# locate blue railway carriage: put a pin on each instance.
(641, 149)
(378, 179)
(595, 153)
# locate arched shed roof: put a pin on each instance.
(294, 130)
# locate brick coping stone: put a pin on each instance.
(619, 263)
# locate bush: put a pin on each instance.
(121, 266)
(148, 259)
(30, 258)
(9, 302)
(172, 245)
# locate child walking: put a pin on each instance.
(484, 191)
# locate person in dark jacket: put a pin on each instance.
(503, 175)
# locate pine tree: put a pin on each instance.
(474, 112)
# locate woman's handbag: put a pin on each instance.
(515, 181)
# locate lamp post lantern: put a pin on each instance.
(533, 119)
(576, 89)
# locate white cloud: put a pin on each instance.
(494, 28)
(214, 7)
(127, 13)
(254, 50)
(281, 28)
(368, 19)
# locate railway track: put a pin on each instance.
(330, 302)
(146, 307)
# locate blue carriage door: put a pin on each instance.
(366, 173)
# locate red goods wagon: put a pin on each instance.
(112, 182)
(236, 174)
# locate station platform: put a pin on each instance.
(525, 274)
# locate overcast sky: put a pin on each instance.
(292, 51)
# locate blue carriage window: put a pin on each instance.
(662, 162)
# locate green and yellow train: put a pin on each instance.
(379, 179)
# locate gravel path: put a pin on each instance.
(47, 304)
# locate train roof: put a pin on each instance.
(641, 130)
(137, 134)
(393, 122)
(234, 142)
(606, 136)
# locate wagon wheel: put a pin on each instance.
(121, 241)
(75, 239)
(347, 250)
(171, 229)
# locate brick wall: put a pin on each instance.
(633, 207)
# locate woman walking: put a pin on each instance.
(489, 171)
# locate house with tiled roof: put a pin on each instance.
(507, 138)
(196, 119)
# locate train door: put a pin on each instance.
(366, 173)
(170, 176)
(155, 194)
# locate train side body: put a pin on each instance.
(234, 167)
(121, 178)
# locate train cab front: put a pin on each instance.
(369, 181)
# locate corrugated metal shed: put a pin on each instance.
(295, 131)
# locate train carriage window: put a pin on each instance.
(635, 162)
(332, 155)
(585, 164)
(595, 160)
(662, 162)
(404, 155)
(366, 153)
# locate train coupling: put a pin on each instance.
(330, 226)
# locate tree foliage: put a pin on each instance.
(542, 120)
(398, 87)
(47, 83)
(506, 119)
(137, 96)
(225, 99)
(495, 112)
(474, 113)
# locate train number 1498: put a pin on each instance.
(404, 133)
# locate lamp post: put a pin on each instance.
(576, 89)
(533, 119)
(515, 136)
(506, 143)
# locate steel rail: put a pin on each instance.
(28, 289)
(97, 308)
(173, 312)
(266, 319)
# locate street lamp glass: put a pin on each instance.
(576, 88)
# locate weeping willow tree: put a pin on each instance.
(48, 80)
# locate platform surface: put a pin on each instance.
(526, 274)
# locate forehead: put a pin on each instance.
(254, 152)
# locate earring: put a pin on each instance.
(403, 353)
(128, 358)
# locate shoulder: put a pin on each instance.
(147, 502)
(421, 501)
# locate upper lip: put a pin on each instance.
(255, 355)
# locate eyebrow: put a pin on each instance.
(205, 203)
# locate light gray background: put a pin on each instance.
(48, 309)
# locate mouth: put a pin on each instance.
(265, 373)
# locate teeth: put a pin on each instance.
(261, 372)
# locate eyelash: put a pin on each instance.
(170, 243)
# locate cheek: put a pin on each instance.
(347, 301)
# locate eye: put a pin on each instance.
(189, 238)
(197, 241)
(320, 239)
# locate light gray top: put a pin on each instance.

---------------

### YOUR INSTRUCTIONS
Each line of the data above is to be set down exactly.

### SOLUTION TO THIS EXERCISE
# locate blue railway carriage: put a pin on each instance.
(641, 149)
(378, 179)
(595, 153)
# locate arched shed roof: put a pin on each instance.
(294, 130)
# locate brick coping stone: put a pin on each instance.
(619, 263)
# locate bush: put a pin on each instance.
(121, 266)
(148, 259)
(30, 258)
(9, 302)
(172, 245)
# locate child walking: put a pin on each instance.
(484, 191)
# locate person in dark jacket: put a pin on each instance.
(503, 175)
# locate pine tree: put a pin on each instance.
(474, 112)
# locate woman's handbag: put a pin on each instance.
(515, 181)
# locate lamp post lantern: put a pin on each instance.
(533, 119)
(576, 89)
# locate white cloud: put a pin on each instance.
(494, 28)
(214, 7)
(127, 13)
(254, 50)
(281, 28)
(368, 19)
# locate railway track: put a pin on each instance.
(330, 302)
(146, 307)
# locate blue carriage door: put a pin on each instance.
(366, 173)
# locate red goods wagon: put a pin on each instance.
(112, 182)
(236, 174)
# locate station platform: put a pin on each instance.
(525, 274)
# locate overcast sky: put a pin on each instance.
(292, 51)
# locate blue carriage window: put a pin on each instance.
(662, 162)
# locate green and yellow train: put a pin on each instance.
(379, 179)
# locate gravel path: put a pin on each instance.
(47, 304)
# locate train roof: put a pin on each instance.
(641, 130)
(137, 134)
(393, 122)
(234, 142)
(606, 136)
# locate wagon wheel: put a pin on each instance.
(121, 241)
(75, 239)
(347, 250)
(171, 229)
# locate brick wall: put a pin on each instance.
(633, 207)
# locate woman walking: put a pin on each instance.
(489, 171)
# locate house with tiled roof: put a pin on each instance.
(507, 138)
(196, 119)
# locate train door: put a pin on each instance.
(366, 173)
(170, 176)
(155, 194)
# locate train side body: put a pin on each instance.
(234, 167)
(121, 178)
# locate train cab front: put a pin on each instance.
(369, 181)
# locate corrugated metal shed: put a pin on each instance.
(295, 131)
# locate train carriage window: put a pin on each instance.
(635, 162)
(332, 155)
(585, 164)
(595, 160)
(662, 162)
(404, 155)
(366, 153)
# locate train coupling: put a pin on each instance.
(330, 226)
# locate tree foliage: put a pin on each instance.
(542, 120)
(398, 87)
(47, 83)
(506, 119)
(137, 96)
(225, 99)
(495, 112)
(474, 113)
# locate train number 1498: put a pin on each instance.
(404, 133)
# locate lamp post: put a pin on each instance.
(576, 89)
(533, 119)
(515, 136)
(506, 143)
# locate steel rail: put a pin on each instance.
(28, 289)
(97, 308)
(173, 312)
(266, 319)
# locate street lamp glass: put a pin on each instance.
(576, 88)
# locate weeping willow tree: put a pin on each instance.
(48, 80)
# locate platform surface: put a pin on each instance.
(526, 274)
# locate forehead: put a pin on each instance.
(254, 152)
# locate earring: put a pin on each instance.
(403, 353)
(128, 358)
# locate shoulder: put a pin on each instance.
(147, 502)
(421, 501)
# locate upper lip: put a pin on each instance.
(255, 355)
# locate eyebrow: put a pin on each instance.
(205, 203)
# locate light gray background: put a pin on each instance.
(48, 309)
# locate mouth: put a pin on each instance.
(265, 373)
# locate teeth: put a pin on each instance.
(261, 372)
# locate eyelash: put a pin on each instance.
(170, 243)
# locate cheek: put a pin on each instance.
(347, 301)
# locate eye: put a pin on each instance.
(189, 238)
(197, 241)
(320, 239)
# locate light gray top: put a pin on each instance.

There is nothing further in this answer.